◆ Problem ◆
Could you return only the lines that run from the line with "Give the innermost point of each instance of the shower door" through the final line of the data, exactly as they stand?

[[ Source information open ]]

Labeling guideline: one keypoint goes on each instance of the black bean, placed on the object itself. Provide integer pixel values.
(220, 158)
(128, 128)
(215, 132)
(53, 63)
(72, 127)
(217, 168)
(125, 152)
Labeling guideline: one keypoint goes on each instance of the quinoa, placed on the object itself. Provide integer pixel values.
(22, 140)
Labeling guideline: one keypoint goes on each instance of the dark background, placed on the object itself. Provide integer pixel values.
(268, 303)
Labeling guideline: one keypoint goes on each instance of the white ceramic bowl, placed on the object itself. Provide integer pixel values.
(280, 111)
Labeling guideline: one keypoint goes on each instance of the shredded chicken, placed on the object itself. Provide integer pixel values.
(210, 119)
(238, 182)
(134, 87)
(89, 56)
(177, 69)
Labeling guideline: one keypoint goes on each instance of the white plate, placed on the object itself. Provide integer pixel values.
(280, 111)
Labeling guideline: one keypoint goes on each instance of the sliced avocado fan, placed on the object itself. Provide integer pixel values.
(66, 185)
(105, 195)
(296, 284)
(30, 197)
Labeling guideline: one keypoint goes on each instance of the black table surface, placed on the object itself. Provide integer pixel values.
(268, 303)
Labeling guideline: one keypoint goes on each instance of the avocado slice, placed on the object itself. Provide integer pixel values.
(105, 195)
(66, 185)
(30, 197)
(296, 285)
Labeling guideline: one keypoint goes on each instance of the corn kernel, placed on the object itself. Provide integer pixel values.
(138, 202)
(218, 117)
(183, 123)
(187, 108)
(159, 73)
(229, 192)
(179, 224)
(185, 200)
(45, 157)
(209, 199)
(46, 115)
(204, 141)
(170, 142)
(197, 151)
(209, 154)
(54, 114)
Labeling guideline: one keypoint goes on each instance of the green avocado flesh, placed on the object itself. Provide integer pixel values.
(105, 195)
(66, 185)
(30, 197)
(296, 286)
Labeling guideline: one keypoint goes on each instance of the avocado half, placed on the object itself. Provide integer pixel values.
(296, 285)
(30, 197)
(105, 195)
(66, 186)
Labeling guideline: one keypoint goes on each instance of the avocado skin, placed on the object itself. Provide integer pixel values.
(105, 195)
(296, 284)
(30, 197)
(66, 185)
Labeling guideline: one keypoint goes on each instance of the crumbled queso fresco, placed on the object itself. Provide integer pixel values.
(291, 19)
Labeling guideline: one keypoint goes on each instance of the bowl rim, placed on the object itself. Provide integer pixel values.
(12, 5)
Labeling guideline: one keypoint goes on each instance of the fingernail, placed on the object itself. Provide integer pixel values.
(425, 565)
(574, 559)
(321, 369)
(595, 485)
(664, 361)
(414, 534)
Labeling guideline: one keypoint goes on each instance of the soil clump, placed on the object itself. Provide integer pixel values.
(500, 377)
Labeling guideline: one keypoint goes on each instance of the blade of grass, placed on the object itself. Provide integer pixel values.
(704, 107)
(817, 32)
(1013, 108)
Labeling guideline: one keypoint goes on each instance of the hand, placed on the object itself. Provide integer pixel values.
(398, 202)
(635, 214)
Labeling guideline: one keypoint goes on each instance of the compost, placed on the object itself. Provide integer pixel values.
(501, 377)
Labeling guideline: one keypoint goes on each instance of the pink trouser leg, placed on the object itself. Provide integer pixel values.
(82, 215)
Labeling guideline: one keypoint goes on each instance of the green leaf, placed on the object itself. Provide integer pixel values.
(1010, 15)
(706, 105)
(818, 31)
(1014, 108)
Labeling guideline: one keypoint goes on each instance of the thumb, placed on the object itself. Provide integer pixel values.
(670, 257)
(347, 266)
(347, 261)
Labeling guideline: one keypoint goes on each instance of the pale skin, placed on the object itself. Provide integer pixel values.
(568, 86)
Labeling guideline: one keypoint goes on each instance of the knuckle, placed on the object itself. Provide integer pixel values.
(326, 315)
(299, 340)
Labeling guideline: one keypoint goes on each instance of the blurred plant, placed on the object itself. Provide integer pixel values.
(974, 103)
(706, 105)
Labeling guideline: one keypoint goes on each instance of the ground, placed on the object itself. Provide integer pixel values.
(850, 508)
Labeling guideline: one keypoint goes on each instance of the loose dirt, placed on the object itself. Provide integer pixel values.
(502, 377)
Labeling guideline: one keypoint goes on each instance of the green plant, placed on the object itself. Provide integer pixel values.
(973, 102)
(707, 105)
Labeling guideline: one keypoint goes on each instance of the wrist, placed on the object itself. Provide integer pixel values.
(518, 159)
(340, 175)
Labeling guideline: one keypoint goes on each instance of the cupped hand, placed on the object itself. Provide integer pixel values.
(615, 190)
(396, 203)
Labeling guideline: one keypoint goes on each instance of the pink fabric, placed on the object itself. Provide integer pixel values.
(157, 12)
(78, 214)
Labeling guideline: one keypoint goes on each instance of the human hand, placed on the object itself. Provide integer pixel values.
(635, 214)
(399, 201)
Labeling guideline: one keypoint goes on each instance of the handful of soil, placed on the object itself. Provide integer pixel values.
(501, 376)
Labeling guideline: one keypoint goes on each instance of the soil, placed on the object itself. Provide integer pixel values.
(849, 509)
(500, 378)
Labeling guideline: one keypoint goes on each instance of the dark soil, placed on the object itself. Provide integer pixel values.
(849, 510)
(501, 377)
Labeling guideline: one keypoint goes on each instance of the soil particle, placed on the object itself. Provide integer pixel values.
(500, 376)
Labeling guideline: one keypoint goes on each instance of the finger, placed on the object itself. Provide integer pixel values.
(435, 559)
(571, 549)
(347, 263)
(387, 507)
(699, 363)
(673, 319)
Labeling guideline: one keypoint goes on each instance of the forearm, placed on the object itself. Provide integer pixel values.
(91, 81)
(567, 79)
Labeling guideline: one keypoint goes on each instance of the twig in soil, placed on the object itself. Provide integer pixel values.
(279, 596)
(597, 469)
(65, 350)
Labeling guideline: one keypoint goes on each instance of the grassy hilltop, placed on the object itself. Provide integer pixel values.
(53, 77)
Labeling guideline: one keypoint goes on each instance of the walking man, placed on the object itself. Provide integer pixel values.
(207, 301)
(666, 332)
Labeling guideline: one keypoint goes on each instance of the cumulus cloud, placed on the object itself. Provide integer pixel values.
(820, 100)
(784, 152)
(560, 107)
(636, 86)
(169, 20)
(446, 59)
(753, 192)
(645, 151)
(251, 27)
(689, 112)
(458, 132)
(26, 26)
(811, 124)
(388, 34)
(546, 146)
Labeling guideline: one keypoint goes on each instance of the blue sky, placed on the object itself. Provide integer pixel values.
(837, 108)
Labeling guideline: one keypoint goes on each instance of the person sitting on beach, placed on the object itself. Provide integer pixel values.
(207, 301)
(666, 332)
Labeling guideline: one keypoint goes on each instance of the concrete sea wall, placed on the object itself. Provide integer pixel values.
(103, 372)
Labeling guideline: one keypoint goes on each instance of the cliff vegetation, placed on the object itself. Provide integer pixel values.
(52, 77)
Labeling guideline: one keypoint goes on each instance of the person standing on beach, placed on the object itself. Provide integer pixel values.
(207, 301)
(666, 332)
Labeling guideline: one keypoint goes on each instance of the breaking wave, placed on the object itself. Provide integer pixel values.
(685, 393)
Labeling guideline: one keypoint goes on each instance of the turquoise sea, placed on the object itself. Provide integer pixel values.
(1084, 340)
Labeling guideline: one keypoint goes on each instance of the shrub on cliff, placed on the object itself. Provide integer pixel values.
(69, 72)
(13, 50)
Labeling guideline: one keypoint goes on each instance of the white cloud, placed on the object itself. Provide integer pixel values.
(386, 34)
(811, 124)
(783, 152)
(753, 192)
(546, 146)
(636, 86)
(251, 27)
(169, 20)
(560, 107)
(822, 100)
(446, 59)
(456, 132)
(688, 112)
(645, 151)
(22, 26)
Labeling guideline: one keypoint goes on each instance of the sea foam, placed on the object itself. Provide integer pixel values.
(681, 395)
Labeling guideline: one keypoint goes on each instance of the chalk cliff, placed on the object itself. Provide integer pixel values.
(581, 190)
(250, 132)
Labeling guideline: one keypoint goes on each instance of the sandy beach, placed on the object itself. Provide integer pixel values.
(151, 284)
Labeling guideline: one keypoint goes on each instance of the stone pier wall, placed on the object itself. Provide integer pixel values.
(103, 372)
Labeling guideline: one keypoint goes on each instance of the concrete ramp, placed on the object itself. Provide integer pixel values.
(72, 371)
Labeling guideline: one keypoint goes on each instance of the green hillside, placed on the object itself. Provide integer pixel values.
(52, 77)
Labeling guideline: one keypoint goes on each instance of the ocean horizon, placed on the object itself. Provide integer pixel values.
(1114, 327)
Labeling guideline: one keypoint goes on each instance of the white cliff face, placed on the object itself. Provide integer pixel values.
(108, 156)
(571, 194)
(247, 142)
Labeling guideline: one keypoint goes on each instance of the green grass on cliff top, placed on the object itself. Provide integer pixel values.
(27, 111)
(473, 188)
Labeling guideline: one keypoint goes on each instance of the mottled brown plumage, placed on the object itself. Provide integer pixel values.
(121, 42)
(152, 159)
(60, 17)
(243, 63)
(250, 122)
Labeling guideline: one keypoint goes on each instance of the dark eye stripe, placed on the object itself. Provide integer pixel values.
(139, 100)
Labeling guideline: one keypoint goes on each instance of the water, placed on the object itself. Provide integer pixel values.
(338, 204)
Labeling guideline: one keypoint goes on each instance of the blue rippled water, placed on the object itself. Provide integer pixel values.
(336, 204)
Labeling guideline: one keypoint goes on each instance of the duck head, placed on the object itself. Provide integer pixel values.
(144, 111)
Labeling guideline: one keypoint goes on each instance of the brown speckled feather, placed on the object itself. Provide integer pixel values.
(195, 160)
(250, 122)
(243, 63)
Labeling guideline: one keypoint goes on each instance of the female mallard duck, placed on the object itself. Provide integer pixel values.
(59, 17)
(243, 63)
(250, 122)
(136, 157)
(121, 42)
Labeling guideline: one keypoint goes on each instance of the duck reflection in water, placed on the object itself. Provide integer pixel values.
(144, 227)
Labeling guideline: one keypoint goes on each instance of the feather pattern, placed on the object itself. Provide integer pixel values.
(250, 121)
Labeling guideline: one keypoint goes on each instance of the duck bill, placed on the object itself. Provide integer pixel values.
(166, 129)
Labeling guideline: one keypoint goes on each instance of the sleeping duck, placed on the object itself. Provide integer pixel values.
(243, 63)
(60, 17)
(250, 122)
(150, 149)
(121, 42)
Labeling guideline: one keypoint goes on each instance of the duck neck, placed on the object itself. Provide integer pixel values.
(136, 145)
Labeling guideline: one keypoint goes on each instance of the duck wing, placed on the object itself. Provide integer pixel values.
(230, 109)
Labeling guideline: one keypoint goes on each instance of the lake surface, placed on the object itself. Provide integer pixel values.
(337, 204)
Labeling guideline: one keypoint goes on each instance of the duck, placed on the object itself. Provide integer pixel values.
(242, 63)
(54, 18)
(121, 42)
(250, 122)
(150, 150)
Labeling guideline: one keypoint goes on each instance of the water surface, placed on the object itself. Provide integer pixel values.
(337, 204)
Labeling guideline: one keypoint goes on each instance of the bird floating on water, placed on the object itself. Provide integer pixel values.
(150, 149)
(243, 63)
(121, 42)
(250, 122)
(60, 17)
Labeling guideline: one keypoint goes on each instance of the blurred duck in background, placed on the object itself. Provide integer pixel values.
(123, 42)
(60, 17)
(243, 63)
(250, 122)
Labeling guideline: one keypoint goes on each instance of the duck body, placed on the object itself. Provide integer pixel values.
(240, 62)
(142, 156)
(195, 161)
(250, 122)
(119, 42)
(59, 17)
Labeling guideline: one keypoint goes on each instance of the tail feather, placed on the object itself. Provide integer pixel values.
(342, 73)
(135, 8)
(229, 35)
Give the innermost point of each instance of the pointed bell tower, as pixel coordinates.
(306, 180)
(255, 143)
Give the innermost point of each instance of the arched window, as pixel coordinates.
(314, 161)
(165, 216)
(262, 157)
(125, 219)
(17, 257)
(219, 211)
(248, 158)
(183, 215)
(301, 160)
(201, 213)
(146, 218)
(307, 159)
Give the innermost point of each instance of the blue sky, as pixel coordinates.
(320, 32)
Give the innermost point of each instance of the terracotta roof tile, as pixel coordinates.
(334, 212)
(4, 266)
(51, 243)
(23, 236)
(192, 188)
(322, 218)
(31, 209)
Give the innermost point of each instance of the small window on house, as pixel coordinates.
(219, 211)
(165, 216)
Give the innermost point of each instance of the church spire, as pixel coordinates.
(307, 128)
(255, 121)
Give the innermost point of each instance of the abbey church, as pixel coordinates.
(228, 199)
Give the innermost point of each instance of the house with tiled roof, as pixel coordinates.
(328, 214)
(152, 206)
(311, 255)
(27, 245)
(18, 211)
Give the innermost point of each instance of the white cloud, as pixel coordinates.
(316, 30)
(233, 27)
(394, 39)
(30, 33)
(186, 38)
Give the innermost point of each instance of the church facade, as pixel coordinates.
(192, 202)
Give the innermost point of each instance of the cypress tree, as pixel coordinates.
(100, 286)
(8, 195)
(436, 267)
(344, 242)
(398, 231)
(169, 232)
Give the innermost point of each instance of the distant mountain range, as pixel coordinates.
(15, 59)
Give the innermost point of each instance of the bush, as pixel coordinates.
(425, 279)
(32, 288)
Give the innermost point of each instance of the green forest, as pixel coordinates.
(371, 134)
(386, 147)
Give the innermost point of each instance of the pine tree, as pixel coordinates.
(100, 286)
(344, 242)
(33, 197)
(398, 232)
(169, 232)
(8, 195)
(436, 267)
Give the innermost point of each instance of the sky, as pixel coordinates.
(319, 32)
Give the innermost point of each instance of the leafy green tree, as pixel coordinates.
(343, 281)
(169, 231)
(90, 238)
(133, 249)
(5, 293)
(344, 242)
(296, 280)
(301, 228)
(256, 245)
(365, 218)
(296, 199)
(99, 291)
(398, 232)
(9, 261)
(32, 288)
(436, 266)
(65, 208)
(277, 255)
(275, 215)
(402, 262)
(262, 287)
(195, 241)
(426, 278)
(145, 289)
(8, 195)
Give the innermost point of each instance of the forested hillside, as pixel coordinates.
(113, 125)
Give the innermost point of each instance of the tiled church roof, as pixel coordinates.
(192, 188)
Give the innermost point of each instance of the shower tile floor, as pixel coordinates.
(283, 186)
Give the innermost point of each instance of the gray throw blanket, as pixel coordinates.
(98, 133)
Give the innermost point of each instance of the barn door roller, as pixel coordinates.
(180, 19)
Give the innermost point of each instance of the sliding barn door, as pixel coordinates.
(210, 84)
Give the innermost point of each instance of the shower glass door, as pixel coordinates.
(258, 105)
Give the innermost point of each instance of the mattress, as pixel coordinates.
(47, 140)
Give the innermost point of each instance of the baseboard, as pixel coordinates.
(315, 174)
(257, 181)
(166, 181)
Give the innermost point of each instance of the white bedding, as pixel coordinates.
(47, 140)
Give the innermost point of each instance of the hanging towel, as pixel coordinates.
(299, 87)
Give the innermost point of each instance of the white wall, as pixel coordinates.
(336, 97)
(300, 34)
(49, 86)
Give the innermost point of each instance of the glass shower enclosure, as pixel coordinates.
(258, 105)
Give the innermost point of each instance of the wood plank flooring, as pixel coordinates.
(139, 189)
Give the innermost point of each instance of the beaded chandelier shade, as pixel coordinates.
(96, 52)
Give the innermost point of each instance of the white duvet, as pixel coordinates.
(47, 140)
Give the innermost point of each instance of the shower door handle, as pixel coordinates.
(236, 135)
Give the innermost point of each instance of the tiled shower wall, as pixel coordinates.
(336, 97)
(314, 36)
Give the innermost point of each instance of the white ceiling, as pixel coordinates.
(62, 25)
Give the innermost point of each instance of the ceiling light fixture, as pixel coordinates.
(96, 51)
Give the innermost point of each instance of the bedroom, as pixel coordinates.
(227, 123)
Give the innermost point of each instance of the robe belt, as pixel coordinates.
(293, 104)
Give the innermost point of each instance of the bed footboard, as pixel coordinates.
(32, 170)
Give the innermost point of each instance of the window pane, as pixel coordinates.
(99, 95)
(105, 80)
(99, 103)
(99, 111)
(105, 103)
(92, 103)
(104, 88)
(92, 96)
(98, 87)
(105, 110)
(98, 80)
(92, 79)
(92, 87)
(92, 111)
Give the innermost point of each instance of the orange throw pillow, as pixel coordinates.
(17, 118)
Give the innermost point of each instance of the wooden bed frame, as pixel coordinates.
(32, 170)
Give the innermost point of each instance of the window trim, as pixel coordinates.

[[ Source information closed ]]

◆ Answer section ◆
Give the innermost point of each instance of the shower door handle, as pixel coordinates.
(236, 135)
Give the innermost point of each instance of the tiled shower wall, as pixel coordinates.
(336, 97)
(314, 36)
Give the innermost point of each instance of the white ceiling, as pixel coordinates.
(62, 25)
Give the innermost point of each instance of the ceiling light fixture, as pixel coordinates.
(96, 51)
Give the innermost point of each instance of the bedroom, as pixel coordinates.
(227, 123)
Give the innermost point of each instance of the robe belt, as pixel coordinates.
(293, 104)
Give the innermost point of each instance of the bed footboard, as pixel coordinates.
(32, 170)
Give the innermost point of each instance of the window pane, as pixel coordinates.
(99, 95)
(105, 80)
(99, 103)
(99, 111)
(105, 103)
(92, 103)
(104, 88)
(92, 96)
(98, 87)
(105, 110)
(98, 80)
(92, 79)
(92, 87)
(92, 111)
Give the innermost point of each instance of the orange throw pillow, as pixel coordinates.
(17, 118)
Give the innermost point of each instance of the wooden bed frame, as pixel coordinates.
(32, 170)
Give the innermost point of each instance of the window trim, as pixel coordinates.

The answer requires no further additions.